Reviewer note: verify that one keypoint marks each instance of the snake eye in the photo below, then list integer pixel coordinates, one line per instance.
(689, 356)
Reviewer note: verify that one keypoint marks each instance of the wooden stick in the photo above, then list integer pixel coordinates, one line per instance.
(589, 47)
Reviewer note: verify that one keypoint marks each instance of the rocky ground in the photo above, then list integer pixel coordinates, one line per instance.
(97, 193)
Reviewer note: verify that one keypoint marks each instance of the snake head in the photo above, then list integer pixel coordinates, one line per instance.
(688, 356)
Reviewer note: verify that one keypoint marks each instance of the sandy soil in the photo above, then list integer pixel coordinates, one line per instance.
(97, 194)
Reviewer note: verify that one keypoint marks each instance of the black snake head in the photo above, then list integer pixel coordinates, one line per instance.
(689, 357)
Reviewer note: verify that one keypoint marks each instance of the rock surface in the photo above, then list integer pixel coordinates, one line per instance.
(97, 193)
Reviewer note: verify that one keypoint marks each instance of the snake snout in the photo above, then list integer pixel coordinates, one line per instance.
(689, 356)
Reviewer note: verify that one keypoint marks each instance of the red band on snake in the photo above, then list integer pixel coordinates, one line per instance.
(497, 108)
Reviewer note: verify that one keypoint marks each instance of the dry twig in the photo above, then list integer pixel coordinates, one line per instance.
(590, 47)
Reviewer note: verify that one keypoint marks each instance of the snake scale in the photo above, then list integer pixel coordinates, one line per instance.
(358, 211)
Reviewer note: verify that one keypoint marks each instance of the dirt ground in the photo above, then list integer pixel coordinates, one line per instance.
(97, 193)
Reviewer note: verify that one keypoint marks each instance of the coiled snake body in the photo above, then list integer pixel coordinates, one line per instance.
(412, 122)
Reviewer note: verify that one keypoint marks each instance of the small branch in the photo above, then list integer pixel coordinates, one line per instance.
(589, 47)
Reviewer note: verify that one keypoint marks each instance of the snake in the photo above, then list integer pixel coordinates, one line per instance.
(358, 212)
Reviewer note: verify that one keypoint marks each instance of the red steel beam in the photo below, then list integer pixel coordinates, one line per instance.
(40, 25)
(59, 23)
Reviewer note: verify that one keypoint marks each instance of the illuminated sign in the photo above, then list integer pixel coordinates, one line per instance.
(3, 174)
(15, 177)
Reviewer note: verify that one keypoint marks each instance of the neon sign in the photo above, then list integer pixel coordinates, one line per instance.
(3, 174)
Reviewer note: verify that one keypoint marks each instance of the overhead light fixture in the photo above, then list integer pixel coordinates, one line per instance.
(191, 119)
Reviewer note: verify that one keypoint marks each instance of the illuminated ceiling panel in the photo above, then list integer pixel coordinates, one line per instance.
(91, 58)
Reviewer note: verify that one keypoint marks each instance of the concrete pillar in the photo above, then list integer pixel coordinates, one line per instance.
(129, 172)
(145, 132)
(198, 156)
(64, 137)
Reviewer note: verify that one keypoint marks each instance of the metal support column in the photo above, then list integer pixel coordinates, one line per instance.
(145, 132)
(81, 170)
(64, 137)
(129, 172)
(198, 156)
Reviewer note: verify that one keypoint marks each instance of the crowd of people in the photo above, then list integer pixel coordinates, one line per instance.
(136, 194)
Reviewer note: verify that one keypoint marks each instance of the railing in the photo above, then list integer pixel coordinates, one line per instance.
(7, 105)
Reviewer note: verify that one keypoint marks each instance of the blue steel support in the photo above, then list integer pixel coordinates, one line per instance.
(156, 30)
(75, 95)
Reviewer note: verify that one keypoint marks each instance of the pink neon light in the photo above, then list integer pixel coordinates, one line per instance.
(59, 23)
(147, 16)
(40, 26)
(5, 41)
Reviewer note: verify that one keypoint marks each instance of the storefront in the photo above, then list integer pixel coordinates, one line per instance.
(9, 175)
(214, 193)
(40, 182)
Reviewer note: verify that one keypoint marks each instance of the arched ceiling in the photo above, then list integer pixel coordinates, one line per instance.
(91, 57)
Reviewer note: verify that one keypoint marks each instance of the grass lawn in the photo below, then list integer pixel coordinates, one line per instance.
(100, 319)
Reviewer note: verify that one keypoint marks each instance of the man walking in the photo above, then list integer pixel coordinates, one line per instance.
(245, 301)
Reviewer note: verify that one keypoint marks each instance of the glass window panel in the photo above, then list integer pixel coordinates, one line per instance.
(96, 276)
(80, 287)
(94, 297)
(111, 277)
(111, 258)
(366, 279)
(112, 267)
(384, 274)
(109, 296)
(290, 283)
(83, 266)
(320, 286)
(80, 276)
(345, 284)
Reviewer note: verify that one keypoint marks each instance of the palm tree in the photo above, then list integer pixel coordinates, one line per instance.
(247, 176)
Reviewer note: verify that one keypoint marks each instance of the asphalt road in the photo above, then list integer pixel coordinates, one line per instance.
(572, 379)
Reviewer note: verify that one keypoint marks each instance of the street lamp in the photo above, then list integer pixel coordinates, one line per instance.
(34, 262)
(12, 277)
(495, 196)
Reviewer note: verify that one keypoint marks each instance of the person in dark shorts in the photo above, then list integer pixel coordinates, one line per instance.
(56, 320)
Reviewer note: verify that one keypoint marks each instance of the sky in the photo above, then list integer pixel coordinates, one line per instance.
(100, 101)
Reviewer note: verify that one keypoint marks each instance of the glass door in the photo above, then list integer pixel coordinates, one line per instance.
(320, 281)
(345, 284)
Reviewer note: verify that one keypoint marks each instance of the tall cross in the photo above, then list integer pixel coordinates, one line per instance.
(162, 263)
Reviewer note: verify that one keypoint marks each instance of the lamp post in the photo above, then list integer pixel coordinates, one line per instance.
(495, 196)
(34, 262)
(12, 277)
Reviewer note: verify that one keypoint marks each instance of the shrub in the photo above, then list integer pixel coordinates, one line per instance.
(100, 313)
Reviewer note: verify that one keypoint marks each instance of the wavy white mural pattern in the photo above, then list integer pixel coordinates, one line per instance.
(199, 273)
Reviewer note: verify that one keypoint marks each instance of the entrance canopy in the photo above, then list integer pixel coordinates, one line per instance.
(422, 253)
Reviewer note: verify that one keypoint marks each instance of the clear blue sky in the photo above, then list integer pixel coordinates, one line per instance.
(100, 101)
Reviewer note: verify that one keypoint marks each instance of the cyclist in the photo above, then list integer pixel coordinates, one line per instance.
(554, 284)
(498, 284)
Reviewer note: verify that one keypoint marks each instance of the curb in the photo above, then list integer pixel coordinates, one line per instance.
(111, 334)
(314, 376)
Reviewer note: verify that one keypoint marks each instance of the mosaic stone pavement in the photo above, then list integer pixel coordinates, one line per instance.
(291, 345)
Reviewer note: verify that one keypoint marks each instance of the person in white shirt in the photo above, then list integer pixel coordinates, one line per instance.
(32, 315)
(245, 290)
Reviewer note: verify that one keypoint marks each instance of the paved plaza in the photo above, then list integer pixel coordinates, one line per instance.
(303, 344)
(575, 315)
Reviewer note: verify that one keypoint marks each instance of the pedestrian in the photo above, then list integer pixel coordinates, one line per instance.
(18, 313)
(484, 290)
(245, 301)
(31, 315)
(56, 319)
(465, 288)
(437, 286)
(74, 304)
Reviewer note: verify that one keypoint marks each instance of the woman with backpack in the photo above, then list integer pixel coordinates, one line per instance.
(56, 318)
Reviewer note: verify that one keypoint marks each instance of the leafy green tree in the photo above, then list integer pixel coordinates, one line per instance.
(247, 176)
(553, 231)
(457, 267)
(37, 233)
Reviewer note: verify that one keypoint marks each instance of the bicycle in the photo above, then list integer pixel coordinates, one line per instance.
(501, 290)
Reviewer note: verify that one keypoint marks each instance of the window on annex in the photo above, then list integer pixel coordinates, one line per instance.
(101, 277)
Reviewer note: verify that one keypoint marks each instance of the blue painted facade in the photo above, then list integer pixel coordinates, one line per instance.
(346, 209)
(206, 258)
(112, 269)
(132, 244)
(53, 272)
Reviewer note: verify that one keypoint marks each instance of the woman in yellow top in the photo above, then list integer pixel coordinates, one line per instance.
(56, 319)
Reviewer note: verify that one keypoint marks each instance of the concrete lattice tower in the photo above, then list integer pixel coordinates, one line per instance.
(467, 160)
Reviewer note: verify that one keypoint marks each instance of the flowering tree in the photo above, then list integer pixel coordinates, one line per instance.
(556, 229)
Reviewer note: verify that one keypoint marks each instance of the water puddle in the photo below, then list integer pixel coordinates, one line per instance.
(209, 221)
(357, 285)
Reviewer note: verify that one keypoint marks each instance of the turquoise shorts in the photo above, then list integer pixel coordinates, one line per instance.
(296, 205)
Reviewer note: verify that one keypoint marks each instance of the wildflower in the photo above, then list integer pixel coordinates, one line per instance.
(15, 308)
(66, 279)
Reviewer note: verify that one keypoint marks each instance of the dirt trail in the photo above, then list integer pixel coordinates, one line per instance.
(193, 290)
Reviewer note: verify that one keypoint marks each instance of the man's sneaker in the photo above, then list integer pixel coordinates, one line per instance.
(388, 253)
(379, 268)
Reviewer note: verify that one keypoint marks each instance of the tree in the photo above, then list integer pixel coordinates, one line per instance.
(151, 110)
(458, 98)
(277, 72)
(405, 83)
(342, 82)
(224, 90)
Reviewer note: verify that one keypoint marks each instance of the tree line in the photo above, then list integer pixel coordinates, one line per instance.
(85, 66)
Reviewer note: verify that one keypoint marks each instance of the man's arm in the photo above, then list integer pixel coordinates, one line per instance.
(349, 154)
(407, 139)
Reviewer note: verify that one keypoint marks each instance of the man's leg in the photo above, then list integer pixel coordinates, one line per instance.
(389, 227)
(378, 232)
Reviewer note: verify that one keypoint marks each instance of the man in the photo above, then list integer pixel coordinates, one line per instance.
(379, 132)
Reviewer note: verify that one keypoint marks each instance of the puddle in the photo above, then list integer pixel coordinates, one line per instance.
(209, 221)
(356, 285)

++++++++

Repeat the line containing "of the turquoise" and all subsequent lines through the final line of the data, exactly and with no others.

# [FINISHED ANSWER]
Reviewer note: verify that one keypoint marks each instance of the turquoise shorts in the photo above, then list integer pixel coordinates, one line per instance.
(296, 205)
Reviewer note: verify that one keypoint marks each instance of the wildflower in the photo above, then list integer pixel coordinates, one line per instance.
(15, 308)
(66, 279)
Reviewer note: verify that one keypoint marks each instance of the dirt trail in the photo above, then list integer pixel coordinates, one line per instance.
(193, 290)
Reviewer note: verify that one keypoint marks each instance of the man's sneaker in the photo above, then list integer pixel coordinates, one line per instance.
(388, 253)
(379, 268)
Reviewer note: verify that one keypoint marks each instance of the tree in the photo above, then list integer pixel coordinates, one line per instance.
(151, 110)
(458, 98)
(277, 72)
(405, 83)
(342, 82)
(224, 90)
Reviewer note: verify that one keypoint marks each instance of the tree line in the photo above, then list integer pixel coordinates, one line per instance.
(85, 66)
Reviewer note: verify that one keypoint marks each instance of the man's arm in the photo above, then list integer pixel coordinates, one line per instance.
(349, 154)
(407, 139)
Reviewer note: verify that one keypoint marks each instance of the man's leg in the photo above, then list integer pixel coordinates, one line per instance.
(389, 227)
(378, 232)
Reviewer note: verify that one keypoint marks each instance of the man in the photo above, then list integer pixel coordinates, one line per instance.
(379, 132)
Reviewer note: verify that one keypoint marks each instance of the puddle in the photo above, then list integer pixel coordinates, one line per instance.
(209, 221)
(356, 285)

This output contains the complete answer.